- _What the exercise asks_:
Select every line in the items below that contains the word "canopy".

═══ Input for this task

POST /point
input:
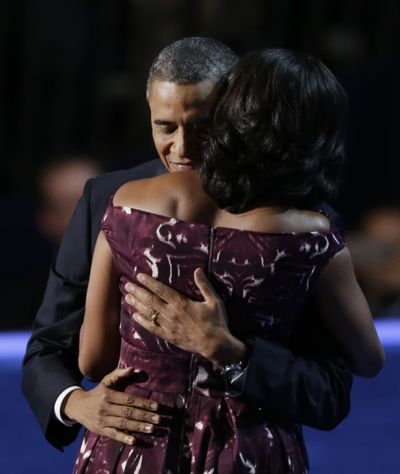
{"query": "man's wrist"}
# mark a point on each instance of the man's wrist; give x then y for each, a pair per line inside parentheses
(229, 350)
(60, 405)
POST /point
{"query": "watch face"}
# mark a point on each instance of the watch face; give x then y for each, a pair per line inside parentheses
(232, 372)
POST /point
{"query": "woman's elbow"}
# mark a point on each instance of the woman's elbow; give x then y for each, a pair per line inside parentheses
(371, 366)
(89, 370)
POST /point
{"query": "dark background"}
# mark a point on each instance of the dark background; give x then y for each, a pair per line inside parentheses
(73, 72)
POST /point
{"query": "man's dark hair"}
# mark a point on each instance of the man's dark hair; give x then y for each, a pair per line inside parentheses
(277, 134)
(190, 61)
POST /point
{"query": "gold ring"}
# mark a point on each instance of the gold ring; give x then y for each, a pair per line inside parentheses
(154, 317)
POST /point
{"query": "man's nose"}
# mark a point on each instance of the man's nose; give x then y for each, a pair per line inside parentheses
(181, 144)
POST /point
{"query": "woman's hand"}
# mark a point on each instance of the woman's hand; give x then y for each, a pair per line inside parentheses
(193, 326)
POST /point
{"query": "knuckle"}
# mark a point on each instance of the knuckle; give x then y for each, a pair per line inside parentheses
(160, 289)
(149, 300)
(182, 303)
(128, 412)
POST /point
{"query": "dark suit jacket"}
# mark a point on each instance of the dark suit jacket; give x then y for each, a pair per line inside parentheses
(289, 387)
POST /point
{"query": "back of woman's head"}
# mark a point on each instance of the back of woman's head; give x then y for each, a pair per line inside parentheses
(277, 133)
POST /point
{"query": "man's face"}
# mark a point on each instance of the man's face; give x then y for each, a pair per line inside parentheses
(178, 114)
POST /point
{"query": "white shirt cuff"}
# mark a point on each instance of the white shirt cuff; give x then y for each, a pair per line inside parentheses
(59, 403)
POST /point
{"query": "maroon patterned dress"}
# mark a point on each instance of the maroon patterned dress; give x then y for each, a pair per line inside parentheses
(264, 279)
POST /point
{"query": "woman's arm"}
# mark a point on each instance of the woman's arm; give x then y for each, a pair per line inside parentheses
(99, 337)
(347, 316)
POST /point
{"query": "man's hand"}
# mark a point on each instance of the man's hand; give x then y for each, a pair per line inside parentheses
(193, 326)
(111, 413)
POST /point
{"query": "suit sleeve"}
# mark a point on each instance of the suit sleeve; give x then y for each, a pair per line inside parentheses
(294, 388)
(50, 362)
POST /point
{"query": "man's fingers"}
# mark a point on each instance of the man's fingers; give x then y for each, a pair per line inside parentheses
(116, 375)
(205, 287)
(123, 424)
(144, 300)
(131, 413)
(129, 399)
(118, 435)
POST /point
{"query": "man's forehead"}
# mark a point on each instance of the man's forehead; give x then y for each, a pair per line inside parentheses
(189, 94)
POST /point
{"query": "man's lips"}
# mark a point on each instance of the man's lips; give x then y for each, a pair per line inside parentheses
(182, 165)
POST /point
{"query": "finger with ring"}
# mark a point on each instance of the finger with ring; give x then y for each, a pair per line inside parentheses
(154, 317)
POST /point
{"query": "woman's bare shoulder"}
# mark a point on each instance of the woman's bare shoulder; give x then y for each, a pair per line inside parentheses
(299, 221)
(160, 194)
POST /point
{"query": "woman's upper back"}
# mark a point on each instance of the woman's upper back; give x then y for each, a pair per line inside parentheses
(180, 195)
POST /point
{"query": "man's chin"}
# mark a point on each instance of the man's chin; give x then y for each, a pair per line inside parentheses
(175, 167)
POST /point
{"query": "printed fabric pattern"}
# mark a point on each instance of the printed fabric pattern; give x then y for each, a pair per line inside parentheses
(264, 280)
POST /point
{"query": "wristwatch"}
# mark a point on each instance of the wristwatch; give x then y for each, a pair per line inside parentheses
(234, 375)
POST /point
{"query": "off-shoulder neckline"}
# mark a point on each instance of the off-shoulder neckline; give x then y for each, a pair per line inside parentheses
(331, 231)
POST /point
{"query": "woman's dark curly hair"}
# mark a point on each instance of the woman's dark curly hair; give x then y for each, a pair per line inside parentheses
(277, 133)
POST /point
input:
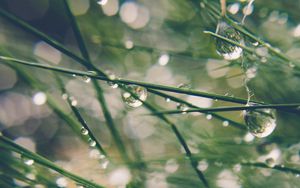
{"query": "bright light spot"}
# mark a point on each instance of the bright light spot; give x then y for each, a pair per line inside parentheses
(135, 15)
(102, 2)
(39, 98)
(129, 12)
(128, 44)
(164, 59)
(216, 68)
(79, 7)
(248, 9)
(296, 32)
(234, 8)
(226, 179)
(237, 52)
(110, 8)
(202, 165)
(26, 143)
(171, 166)
(249, 137)
(47, 52)
(119, 177)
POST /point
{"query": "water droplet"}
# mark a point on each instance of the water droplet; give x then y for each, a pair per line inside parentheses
(260, 122)
(129, 44)
(92, 142)
(171, 166)
(93, 73)
(262, 51)
(86, 79)
(102, 2)
(227, 50)
(225, 123)
(202, 165)
(208, 116)
(84, 131)
(74, 102)
(182, 107)
(270, 162)
(163, 59)
(104, 162)
(251, 72)
(64, 96)
(27, 161)
(111, 76)
(292, 65)
(237, 167)
(139, 91)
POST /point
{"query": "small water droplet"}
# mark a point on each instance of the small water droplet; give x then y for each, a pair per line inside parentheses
(292, 65)
(270, 162)
(27, 161)
(262, 51)
(208, 116)
(74, 102)
(227, 50)
(251, 72)
(112, 77)
(255, 43)
(104, 162)
(260, 122)
(163, 60)
(202, 165)
(64, 96)
(92, 142)
(102, 2)
(182, 107)
(225, 123)
(237, 168)
(93, 73)
(86, 79)
(130, 100)
(171, 166)
(84, 131)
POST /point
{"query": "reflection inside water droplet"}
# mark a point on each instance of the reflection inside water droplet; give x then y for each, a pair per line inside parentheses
(260, 122)
(130, 100)
(227, 50)
(84, 131)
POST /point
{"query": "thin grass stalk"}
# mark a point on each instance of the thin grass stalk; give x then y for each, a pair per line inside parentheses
(8, 144)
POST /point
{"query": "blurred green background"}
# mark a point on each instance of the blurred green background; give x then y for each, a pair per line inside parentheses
(158, 41)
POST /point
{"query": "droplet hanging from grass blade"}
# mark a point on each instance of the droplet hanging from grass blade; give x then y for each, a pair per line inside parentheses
(140, 93)
(227, 50)
(260, 122)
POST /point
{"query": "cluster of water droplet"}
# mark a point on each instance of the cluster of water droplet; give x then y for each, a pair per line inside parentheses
(260, 122)
(139, 92)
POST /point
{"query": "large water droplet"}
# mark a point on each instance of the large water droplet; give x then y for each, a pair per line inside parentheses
(227, 50)
(260, 122)
(130, 100)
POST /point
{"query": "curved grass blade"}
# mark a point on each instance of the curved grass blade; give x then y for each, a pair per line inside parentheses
(7, 144)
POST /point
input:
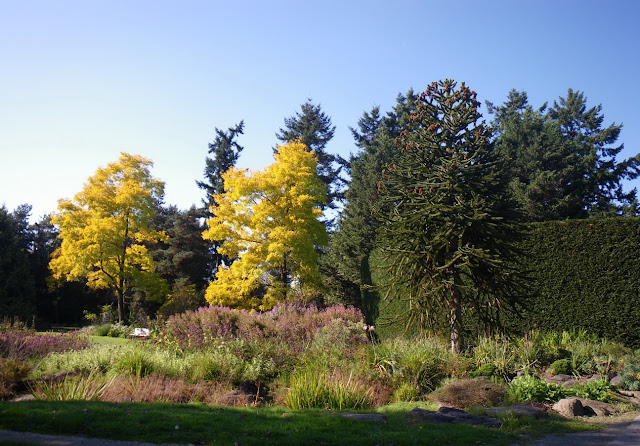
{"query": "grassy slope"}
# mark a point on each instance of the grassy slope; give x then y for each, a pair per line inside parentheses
(200, 424)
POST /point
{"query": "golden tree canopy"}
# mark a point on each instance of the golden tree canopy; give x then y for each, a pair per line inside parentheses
(268, 221)
(104, 227)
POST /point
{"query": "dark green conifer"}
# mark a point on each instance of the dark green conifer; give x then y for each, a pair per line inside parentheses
(448, 224)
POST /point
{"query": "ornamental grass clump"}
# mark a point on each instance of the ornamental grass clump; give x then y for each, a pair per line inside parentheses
(281, 334)
(317, 388)
(27, 344)
(87, 387)
(413, 368)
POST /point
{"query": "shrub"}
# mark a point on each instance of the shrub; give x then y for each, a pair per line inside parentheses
(12, 372)
(630, 375)
(484, 370)
(286, 330)
(413, 367)
(531, 388)
(499, 353)
(101, 329)
(135, 362)
(599, 389)
(468, 393)
(24, 344)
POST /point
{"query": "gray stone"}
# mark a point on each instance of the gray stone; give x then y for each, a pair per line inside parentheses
(448, 415)
(577, 407)
(569, 407)
(559, 378)
(598, 408)
(631, 393)
(518, 410)
(616, 380)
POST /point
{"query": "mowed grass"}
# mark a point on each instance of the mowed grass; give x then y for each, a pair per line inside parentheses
(207, 425)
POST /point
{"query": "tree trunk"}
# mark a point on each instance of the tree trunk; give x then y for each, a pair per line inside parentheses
(120, 299)
(455, 320)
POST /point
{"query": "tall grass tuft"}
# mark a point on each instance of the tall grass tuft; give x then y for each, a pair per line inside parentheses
(82, 387)
(317, 388)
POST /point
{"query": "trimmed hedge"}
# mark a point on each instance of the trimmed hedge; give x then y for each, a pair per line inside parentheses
(585, 275)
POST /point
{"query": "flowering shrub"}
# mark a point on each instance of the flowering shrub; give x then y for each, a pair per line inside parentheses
(279, 334)
(24, 344)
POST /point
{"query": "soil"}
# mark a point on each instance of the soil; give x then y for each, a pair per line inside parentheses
(618, 430)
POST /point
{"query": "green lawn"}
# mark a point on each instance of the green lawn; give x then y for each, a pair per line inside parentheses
(206, 425)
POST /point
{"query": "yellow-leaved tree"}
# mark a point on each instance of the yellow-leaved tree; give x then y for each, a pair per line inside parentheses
(269, 223)
(104, 228)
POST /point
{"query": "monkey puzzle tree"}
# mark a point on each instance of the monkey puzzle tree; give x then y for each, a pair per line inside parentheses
(447, 220)
(104, 228)
(269, 222)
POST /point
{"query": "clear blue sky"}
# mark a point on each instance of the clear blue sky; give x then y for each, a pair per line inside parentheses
(81, 81)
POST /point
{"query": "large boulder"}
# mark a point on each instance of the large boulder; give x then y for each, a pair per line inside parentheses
(577, 407)
(448, 415)
(517, 410)
(569, 407)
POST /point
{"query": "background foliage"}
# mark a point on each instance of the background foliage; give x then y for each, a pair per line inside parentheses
(585, 274)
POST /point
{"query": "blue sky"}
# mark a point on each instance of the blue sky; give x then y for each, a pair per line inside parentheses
(82, 81)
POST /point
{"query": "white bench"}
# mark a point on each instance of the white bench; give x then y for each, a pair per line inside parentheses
(141, 333)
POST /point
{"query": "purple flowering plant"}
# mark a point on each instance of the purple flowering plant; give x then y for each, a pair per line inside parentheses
(281, 334)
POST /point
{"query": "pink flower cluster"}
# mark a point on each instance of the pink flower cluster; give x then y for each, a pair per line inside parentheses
(25, 344)
(283, 332)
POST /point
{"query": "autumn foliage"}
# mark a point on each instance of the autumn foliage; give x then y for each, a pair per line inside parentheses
(269, 223)
(104, 228)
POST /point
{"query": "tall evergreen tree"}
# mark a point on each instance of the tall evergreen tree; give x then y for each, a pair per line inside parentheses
(17, 292)
(313, 128)
(185, 255)
(225, 150)
(541, 165)
(601, 174)
(559, 162)
(447, 218)
(346, 266)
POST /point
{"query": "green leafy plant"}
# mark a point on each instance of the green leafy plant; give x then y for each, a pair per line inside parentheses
(531, 388)
(599, 390)
(484, 370)
(630, 375)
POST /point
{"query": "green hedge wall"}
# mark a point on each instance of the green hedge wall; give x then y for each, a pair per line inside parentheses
(585, 275)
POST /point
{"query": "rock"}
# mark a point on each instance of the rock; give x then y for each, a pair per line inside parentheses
(577, 407)
(448, 415)
(365, 416)
(518, 410)
(616, 380)
(26, 397)
(237, 398)
(569, 407)
(598, 408)
(559, 378)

══════

- _Answer to the task_:
{"query": "golden tree canopy"}
# mark a point on each instance of the golden tree canopy; give x then y for each, a pair per line inside parentheses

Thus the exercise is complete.